**Problem description:** Copy the Spark article from "The driver runs" to "to be executed.", substituting "control hub" for "command center".

**Selected excerpt:**
[start]

🇬🇧 Understanding Spark: Unveiling the Behind-the-Scenes of Distributed Processing

Posted on 20 de November de 2024 by Gustavo Santana

🇧🇷 – para ler este artigo em português clique aqui

If you’re here, you’ve probably had some contact with Spark or at least heard about its use in processing large volumes of data. This article is not a beginner’s tutorial, nor will it teach you basic commands. My goal is to explore what really happens behind the scenes in Spark, unraveling the concepts that make this tool so powerful. We’ll discuss the role of workers, cores, partitions, how distributed processing works, the difference between narrow and wide transformations, and how to optimize resources to get the best performance.

First of all, it’s worth understanding what a Spark cluster is, as it is the heart of any distributed operation. A Spark cluster is essentially a set of machines working together to process data in parallel. It consists of different roles: the driver, which coordinates execution, and the executors, which actually process the data. Each executor runs on a worker node and is responsible for a part of the work, utilizing resources like CPU (cores) and memory. This division of tasks is what allows Spark to scale and handle massive datasets.

Now that you know where everything happens, let’s dive into the inner workings. How do workers receive and process data? How does Spark decide how many partitions to create and how to distribute the work? Understanding this is crucial for adjusting configurations and avoiding bottlenecks, whether in resource allocation or in using efficient transformations.

Driver

In a Spark cluster, the driver is the brain of the operation. It coordinates everything: sends tasks to the workers (we’ll talk more about them), tracks progress, and collects results. When you write Spark code, the driver is the one that interprets your instructions and transforms the work into distributed stages.

The driver runs on the machine you use to start the job (or on a specific node of the cluster, depending on the configuration). It maintains the SparkContext, which is like a command center, and also stores the DAG (Directed Acyclic Graph), which represents the order of operations to be executed.

[end]

Image location labeling entries:

[start]

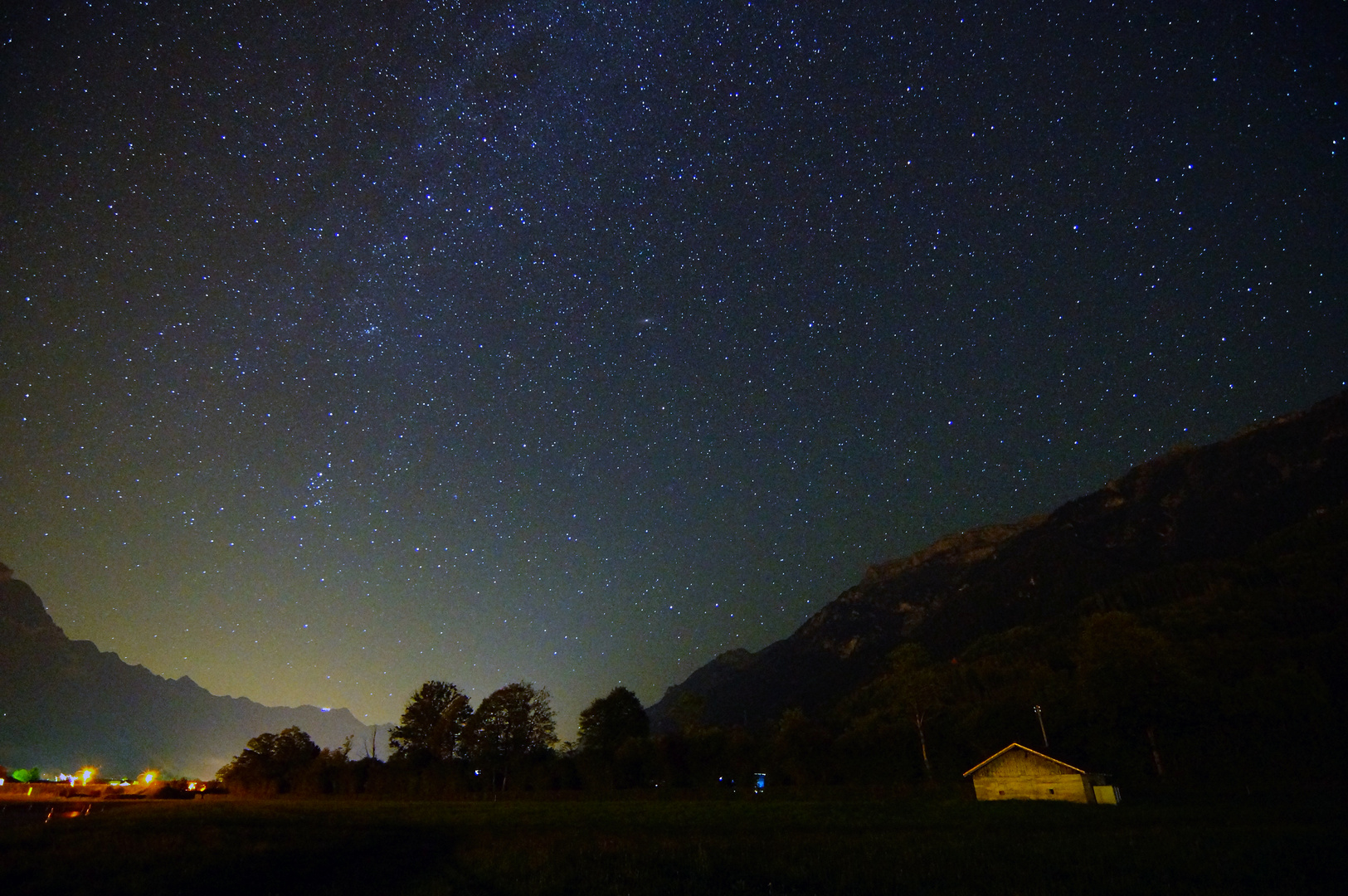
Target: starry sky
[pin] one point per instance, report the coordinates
(348, 345)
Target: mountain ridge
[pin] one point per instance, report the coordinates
(66, 705)
(1188, 504)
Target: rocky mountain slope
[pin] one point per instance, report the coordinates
(1190, 504)
(65, 705)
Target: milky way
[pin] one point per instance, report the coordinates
(352, 345)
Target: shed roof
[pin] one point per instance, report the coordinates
(1028, 751)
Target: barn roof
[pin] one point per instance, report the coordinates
(1028, 751)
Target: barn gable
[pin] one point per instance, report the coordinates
(1020, 772)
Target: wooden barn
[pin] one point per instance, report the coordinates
(1020, 772)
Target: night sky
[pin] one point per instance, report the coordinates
(351, 345)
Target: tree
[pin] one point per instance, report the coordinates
(433, 723)
(912, 688)
(610, 721)
(271, 762)
(513, 723)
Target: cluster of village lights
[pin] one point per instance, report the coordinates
(86, 775)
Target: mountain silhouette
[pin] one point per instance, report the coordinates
(66, 705)
(1190, 504)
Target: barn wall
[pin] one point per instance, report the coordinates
(1018, 775)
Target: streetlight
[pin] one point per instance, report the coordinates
(1039, 713)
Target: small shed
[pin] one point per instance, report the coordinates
(1020, 772)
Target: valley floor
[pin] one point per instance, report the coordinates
(1257, 845)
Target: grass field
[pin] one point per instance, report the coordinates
(674, 846)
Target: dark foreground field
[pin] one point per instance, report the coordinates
(654, 846)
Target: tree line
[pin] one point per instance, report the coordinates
(1199, 673)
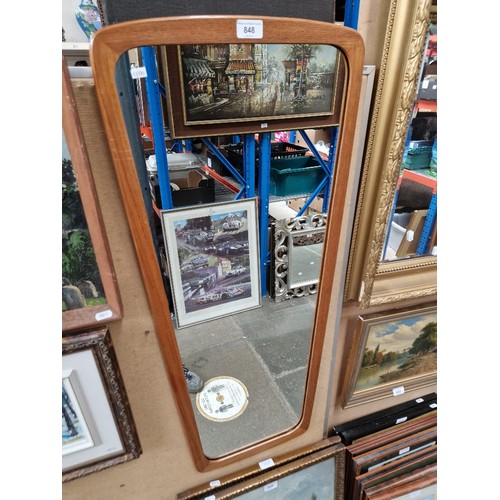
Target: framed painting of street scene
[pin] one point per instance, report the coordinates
(392, 353)
(213, 259)
(245, 88)
(98, 429)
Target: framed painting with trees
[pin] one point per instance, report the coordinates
(392, 353)
(90, 293)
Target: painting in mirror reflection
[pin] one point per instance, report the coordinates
(253, 363)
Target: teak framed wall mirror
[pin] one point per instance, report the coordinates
(373, 278)
(107, 48)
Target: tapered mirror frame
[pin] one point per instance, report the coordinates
(106, 47)
(370, 281)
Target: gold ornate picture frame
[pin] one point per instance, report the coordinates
(369, 280)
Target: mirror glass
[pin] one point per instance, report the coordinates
(412, 226)
(254, 362)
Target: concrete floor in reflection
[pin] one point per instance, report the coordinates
(267, 350)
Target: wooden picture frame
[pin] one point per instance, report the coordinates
(98, 427)
(392, 451)
(392, 353)
(366, 449)
(420, 483)
(204, 491)
(91, 303)
(213, 259)
(319, 472)
(380, 476)
(228, 89)
(106, 50)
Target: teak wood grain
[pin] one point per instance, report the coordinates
(107, 45)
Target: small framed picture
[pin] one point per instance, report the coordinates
(213, 260)
(218, 89)
(392, 353)
(98, 429)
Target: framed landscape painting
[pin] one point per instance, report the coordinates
(213, 259)
(392, 352)
(90, 293)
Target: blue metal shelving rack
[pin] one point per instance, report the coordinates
(154, 90)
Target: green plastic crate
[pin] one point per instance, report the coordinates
(293, 181)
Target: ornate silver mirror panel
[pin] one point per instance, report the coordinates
(298, 252)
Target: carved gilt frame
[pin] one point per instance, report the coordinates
(370, 281)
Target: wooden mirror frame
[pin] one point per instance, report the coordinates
(106, 47)
(369, 280)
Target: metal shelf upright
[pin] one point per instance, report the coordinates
(247, 181)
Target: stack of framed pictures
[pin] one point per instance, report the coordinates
(315, 471)
(396, 415)
(98, 429)
(394, 462)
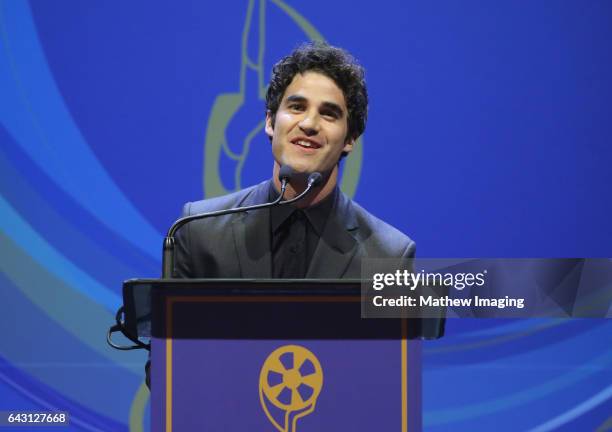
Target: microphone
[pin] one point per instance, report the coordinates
(284, 175)
(314, 179)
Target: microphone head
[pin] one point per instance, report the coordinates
(285, 173)
(315, 179)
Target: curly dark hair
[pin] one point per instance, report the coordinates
(332, 62)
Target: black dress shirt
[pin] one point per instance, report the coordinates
(296, 234)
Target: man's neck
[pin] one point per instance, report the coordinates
(297, 186)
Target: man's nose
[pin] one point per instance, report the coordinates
(310, 124)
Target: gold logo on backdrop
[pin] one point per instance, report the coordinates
(290, 380)
(228, 106)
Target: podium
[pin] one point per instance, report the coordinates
(275, 355)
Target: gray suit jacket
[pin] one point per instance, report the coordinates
(238, 245)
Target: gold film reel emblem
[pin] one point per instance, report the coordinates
(291, 379)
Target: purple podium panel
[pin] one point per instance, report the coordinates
(289, 362)
(267, 385)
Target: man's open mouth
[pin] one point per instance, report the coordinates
(306, 143)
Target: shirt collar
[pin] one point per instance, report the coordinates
(317, 214)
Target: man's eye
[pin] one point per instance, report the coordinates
(330, 114)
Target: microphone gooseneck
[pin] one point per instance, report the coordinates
(314, 180)
(284, 175)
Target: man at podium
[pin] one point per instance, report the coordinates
(316, 109)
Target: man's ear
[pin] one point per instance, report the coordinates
(269, 127)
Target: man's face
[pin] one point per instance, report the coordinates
(311, 125)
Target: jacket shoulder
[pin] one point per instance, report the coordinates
(382, 238)
(235, 199)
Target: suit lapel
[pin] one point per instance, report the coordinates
(337, 246)
(251, 232)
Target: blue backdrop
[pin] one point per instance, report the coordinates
(489, 135)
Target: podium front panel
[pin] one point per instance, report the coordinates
(284, 362)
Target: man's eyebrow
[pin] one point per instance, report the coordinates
(295, 98)
(337, 109)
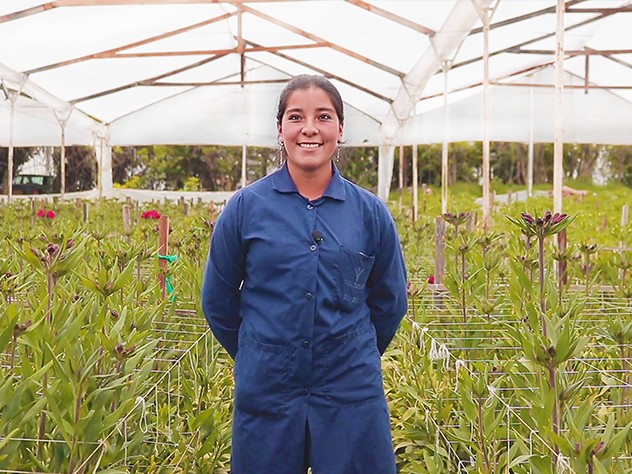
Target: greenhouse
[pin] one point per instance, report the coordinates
(514, 355)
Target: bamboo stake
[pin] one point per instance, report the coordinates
(163, 249)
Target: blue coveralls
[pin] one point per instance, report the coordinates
(306, 296)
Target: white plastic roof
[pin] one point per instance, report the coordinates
(140, 72)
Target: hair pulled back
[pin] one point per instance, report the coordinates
(306, 81)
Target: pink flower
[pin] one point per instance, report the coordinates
(150, 215)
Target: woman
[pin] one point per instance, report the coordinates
(305, 287)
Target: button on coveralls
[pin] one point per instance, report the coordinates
(306, 296)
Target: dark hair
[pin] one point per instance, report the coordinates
(305, 81)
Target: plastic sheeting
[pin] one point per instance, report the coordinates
(165, 72)
(600, 116)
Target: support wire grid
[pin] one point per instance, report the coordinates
(160, 420)
(481, 340)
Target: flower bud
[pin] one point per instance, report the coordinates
(547, 217)
(528, 218)
(557, 218)
(600, 445)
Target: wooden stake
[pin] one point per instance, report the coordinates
(439, 250)
(163, 249)
(415, 185)
(127, 221)
(401, 175)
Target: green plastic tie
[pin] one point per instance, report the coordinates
(170, 259)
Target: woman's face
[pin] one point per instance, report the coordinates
(310, 129)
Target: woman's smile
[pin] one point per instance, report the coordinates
(310, 131)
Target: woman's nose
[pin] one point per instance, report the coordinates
(309, 128)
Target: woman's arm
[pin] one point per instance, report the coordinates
(225, 272)
(387, 282)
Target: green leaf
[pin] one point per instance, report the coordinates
(7, 334)
(124, 278)
(8, 437)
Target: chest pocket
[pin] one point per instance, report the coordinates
(353, 273)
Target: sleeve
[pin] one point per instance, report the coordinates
(225, 271)
(387, 282)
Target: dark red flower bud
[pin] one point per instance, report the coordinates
(599, 447)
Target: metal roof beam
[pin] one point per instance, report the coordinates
(393, 17)
(328, 74)
(112, 52)
(317, 39)
(147, 82)
(535, 40)
(616, 60)
(583, 52)
(526, 16)
(268, 49)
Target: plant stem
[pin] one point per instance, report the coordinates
(50, 285)
(542, 298)
(626, 375)
(481, 435)
(555, 416)
(42, 427)
(15, 343)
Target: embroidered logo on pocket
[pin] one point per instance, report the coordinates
(359, 271)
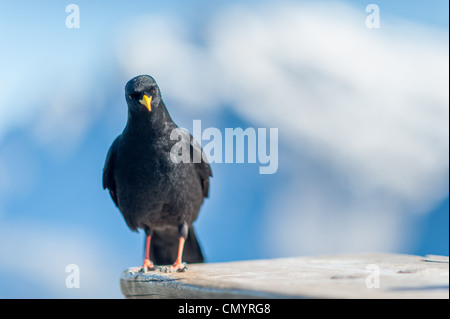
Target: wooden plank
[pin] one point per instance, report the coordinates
(338, 276)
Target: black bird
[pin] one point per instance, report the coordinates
(153, 191)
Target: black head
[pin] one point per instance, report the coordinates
(142, 94)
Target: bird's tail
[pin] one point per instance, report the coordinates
(164, 247)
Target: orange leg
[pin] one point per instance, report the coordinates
(147, 262)
(178, 265)
(147, 265)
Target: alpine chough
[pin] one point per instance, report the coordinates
(152, 191)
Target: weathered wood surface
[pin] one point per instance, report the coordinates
(338, 276)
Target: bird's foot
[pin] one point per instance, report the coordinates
(147, 266)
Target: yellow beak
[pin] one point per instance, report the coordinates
(147, 102)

[end]

**Complete answer:**
The driver runs on the machine you use to start the job (or on a specific node of the cluster, depending on the configuration). It maintains the SparkContext, which is like a control hub, and also stores the DAG (Directed Acyclic Graph), which represents the order of operations to be executed.